**SELECTED EXTRACT:**
──────────────────────────────

This project is for sure my favorite project ever! I love the look of the rustic pallet tables I see all around the internet, and I love the industrial look when pallets and pipe are combined. They make me one happy lady.
I wonder if it is socially acceptable to have everything in your house made of pallets and pipes? If it’s wrong, I don’t wanna be right 😉
3/4″ Copper Piping( I purchased 1 10′ piece and 1 5′ piece for this project and had some left overs)
Hammered Black Spray Paint (2 cans)
6 T Fittings
4 Elbow Fittings
Pipe Cutter (It’s easier than you think! I got a $20 blue one from Lowe’s, it worked amazingly!)
I’ll start off by saying that you will for sure need some help cutting the pipe, unless you have a clamp to hold the pipe while you cut it, someone needs to hold it in place. Trust me, trying to hold a copper pipe between your knees while turning the cutter is not easy, especially when you get your face too close and knock your face with the cutter when your pushing too hard. Not like I’d personally know, it happened to a friend….

──────────────────────────────

**TO BE DONE:**
a) Write out the passage of the pallet-and-pipe table post running from "6 T Fittings" through "to a friend….", word for word.
b) Decide whether each statement below agrees with the pallet-and-pipe table post. Answer yes or no for each, and quote the words of the post that settle it.
(i) Two cans of hammered black spray paint are listed for the project.
(ii) The project calls for six elbow fittings.
(iii) The pipe cutter cost $20 and came from Lowe's.

Records from a dataset:
──────────────────────────────

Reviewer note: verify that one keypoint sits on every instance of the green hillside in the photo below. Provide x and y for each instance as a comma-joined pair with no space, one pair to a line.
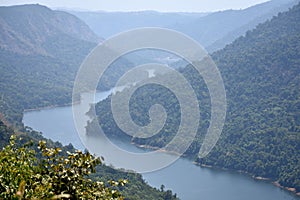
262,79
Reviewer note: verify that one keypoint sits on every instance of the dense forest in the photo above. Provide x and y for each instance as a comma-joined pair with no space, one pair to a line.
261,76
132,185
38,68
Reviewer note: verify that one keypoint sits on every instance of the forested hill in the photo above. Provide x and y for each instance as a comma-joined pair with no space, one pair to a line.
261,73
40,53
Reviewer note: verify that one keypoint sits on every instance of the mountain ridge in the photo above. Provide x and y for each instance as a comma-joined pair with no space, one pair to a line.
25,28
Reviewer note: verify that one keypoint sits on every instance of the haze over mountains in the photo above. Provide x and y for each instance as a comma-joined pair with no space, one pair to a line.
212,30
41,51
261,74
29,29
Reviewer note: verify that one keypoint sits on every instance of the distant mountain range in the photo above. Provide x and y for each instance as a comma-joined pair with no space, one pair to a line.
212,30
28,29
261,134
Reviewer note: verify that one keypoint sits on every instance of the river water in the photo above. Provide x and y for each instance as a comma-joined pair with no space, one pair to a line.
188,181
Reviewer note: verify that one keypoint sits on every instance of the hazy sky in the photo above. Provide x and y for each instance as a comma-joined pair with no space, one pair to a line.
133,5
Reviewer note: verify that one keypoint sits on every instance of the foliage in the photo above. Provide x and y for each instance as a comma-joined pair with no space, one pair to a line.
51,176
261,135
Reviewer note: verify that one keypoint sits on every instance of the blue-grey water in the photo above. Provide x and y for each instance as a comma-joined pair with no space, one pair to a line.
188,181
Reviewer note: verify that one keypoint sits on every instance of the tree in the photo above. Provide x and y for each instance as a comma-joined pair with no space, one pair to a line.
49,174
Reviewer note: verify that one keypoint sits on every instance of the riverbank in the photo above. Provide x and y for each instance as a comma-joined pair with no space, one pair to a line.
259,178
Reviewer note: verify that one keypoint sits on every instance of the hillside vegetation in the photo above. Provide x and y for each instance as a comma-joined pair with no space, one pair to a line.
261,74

──────────────────────────────

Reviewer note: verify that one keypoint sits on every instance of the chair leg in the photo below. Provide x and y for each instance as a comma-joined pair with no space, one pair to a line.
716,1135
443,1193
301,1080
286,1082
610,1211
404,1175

──────────────────────────────

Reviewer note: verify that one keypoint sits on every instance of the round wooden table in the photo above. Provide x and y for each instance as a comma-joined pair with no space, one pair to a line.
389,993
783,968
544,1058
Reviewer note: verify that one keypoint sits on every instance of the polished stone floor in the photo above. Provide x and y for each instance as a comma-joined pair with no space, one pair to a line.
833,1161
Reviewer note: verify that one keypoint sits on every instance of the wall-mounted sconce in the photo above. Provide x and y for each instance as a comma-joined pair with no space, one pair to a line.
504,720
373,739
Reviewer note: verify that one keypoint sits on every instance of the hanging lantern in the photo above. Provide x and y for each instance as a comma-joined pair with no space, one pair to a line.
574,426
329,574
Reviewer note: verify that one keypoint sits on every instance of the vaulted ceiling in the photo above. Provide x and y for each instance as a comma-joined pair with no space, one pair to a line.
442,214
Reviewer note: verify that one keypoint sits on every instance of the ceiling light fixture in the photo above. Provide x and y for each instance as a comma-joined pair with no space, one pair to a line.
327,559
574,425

──────────────────────────────

**ANSWERS PROVIDED:**
a)
6 T Fittings
4 Elbow Fittings
Pipe Cutter (It’s easier than you think! I got a $20 blue one from Lowe’s, it worked amazingly!)
I’ll start off by saying that you will for sure need some help cutting the pipe, unless you have a clamp to hold the pipe while you cut it, someone needs to hold it in place. Trust me, trying to hold a copper pipe between your knees while turning the cutter is not easy, especially when you get your face too close and knock your face with the cutter when your pushing too hard. Not like I’d personally know, it happened to a friend….

b)
(i) Yes: "Hammered Black Spray Paint (2 cans)"
(ii) No: "4 Elbow Fittings"
(iii) Yes: "I got a $20 blue one from Lowe’s"